Activity — From the entries below, count every line that contains the word "road". Please give the number and nothing else.

Data for the task —
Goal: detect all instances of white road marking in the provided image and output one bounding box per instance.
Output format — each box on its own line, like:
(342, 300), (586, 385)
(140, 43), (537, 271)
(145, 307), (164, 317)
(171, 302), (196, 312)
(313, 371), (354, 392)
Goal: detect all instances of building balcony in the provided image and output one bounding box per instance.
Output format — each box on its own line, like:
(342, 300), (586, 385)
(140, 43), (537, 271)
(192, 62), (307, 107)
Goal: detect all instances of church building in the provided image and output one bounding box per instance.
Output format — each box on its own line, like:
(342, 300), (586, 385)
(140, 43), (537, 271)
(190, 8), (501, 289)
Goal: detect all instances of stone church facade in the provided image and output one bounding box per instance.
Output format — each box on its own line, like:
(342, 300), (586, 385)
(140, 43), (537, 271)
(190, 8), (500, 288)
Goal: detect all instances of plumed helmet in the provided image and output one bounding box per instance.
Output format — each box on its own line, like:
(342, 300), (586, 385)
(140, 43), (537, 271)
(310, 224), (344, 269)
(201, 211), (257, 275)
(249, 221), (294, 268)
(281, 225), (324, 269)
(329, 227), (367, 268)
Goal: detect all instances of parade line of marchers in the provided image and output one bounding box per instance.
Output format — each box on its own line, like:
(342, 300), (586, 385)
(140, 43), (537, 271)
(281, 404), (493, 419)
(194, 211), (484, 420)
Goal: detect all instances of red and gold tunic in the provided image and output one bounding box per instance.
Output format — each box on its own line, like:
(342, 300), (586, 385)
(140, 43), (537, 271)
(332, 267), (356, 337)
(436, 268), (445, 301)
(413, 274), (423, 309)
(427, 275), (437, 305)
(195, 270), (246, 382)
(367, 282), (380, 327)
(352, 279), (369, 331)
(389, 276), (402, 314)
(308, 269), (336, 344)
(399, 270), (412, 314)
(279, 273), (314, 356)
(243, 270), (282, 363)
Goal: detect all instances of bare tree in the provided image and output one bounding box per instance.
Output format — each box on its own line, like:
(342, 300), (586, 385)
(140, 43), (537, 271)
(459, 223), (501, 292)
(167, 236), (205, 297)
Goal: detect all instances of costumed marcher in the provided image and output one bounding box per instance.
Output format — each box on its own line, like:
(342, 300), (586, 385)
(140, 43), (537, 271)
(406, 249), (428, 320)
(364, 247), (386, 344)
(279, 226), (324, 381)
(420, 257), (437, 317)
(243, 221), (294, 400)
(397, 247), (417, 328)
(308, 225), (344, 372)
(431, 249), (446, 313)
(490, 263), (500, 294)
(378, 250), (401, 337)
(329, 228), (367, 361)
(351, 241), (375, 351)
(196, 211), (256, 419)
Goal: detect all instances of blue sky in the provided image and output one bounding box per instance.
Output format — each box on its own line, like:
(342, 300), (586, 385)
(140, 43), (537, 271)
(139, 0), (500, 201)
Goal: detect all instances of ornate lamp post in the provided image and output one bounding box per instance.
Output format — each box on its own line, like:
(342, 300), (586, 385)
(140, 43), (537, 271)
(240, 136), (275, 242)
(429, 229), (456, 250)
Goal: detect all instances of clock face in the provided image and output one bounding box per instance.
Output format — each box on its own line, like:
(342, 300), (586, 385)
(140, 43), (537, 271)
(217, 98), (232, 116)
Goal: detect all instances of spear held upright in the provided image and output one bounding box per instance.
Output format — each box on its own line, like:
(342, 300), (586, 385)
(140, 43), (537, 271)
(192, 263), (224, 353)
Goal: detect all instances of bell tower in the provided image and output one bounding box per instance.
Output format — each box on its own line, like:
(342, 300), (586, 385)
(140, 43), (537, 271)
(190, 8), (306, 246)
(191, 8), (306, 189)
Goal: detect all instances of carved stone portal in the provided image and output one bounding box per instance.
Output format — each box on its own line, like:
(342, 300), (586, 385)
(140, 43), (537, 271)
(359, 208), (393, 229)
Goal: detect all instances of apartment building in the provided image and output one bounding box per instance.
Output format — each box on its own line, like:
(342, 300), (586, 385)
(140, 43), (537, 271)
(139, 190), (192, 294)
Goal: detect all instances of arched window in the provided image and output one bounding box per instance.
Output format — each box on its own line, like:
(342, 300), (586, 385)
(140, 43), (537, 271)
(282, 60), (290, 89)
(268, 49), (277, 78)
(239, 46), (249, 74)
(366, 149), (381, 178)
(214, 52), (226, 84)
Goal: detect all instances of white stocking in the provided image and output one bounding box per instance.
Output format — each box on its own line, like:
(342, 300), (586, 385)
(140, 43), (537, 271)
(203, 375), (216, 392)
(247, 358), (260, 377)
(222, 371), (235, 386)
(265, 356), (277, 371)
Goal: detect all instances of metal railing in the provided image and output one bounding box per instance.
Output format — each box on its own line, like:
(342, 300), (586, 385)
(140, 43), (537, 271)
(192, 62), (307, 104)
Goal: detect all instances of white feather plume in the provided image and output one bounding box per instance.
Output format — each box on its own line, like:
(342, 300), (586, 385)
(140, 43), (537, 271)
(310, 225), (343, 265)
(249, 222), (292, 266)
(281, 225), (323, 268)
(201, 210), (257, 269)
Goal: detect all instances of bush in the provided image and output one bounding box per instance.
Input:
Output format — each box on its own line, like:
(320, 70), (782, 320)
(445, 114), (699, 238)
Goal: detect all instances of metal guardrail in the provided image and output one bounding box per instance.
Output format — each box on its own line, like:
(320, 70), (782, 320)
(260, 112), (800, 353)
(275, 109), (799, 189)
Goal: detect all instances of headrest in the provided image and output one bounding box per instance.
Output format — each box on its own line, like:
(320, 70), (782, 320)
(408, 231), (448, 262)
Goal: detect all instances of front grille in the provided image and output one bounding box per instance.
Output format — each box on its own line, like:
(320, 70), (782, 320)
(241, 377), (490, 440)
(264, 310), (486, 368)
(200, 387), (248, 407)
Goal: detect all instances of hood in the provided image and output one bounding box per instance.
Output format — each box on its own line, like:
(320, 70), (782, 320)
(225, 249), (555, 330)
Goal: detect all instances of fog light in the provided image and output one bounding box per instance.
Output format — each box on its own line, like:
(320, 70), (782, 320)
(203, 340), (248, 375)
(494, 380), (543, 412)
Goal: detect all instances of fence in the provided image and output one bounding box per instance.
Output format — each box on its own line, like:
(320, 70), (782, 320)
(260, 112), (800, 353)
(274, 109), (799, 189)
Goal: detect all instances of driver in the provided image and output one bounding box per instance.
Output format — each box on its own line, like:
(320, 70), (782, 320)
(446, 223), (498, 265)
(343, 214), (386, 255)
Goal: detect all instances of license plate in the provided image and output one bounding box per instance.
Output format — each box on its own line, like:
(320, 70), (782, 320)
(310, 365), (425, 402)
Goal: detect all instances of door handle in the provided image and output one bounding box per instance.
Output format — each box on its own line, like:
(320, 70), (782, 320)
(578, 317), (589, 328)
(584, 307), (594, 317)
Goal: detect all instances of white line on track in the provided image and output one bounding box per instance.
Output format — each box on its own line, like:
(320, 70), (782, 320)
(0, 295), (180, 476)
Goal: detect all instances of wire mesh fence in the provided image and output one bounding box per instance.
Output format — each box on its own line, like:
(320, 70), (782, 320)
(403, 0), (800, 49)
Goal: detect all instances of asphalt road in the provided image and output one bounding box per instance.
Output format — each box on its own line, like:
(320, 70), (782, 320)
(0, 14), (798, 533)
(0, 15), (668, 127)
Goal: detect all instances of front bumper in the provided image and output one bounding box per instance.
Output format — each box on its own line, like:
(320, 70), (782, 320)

Reply to the exercise — 2